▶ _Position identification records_
+ + + + + + +

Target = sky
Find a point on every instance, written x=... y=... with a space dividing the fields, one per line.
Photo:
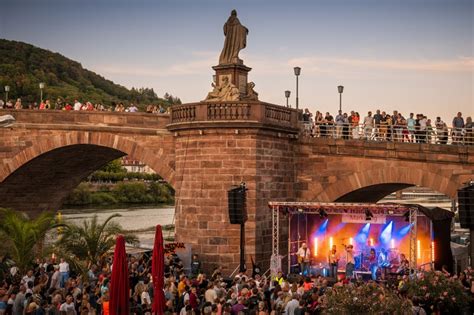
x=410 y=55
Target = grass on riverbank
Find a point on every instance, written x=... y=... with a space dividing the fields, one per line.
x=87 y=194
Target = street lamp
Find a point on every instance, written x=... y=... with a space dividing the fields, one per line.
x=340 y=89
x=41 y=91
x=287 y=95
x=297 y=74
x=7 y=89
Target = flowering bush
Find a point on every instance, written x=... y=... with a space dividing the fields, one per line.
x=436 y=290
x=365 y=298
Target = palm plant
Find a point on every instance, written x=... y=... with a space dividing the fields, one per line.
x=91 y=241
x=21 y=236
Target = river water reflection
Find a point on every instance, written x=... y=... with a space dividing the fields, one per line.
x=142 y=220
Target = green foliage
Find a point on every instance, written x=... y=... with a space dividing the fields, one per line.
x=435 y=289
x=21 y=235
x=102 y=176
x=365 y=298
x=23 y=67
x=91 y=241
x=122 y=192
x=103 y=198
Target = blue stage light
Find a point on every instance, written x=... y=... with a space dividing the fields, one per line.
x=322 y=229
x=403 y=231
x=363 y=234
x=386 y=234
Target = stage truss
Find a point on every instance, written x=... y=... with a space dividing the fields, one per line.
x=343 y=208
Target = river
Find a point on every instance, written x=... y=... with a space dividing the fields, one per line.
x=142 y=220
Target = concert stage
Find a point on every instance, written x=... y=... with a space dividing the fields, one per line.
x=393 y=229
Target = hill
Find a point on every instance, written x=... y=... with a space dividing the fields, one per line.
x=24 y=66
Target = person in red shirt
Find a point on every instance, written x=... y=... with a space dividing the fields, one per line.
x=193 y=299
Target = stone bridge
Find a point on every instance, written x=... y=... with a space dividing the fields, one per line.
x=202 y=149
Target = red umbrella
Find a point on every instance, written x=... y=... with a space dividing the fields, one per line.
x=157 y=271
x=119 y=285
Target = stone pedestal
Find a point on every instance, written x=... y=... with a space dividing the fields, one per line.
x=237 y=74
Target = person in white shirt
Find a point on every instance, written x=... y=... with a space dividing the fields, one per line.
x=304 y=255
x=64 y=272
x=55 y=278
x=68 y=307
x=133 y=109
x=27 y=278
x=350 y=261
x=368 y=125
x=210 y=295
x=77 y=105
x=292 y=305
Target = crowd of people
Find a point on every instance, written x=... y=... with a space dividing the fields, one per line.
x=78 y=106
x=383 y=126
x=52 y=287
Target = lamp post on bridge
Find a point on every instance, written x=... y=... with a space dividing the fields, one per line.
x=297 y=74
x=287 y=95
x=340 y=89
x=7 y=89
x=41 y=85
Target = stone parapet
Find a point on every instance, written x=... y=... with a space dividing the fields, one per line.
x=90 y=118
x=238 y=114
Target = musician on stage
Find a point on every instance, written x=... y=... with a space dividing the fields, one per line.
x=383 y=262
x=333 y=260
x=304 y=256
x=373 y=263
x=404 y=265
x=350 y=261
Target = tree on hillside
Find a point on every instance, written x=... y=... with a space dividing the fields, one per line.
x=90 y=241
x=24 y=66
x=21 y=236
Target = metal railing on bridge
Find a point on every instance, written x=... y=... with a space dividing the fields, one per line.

+ + + + + + +

▶ _Direction_
Beginning with the line that contains "Target = crowd of people", quote each line exactly through the last line of the entries above, and nothing beyond them.

▶ _Solved exercise_
Target = crowd of people
Find a point on every instance, written x=... y=... with a space dividing the fields, one per line.
x=78 y=106
x=383 y=126
x=52 y=287
Target = lamp post on bridge
Find a point on every instance, written x=... y=... with a space dividing the fields, one per line.
x=297 y=74
x=287 y=95
x=340 y=89
x=7 y=89
x=41 y=85
Target = stone parapet
Find a point on every instance, written x=... y=... with a space dividing the fields, one per line.
x=90 y=118
x=238 y=114
Target = musician on stage
Find a point on every instance, written x=... y=... with a space dividing the fields, one per line.
x=383 y=262
x=333 y=260
x=304 y=256
x=373 y=263
x=404 y=265
x=350 y=261
Target = tree on hillside
Find a point on every instance, written x=... y=... with a space dividing the fields, one per line.
x=90 y=241
x=24 y=66
x=21 y=236
Target = metal railing on bridge
Find a point on every instance, written x=... y=... with a space dividing the fields, one per line.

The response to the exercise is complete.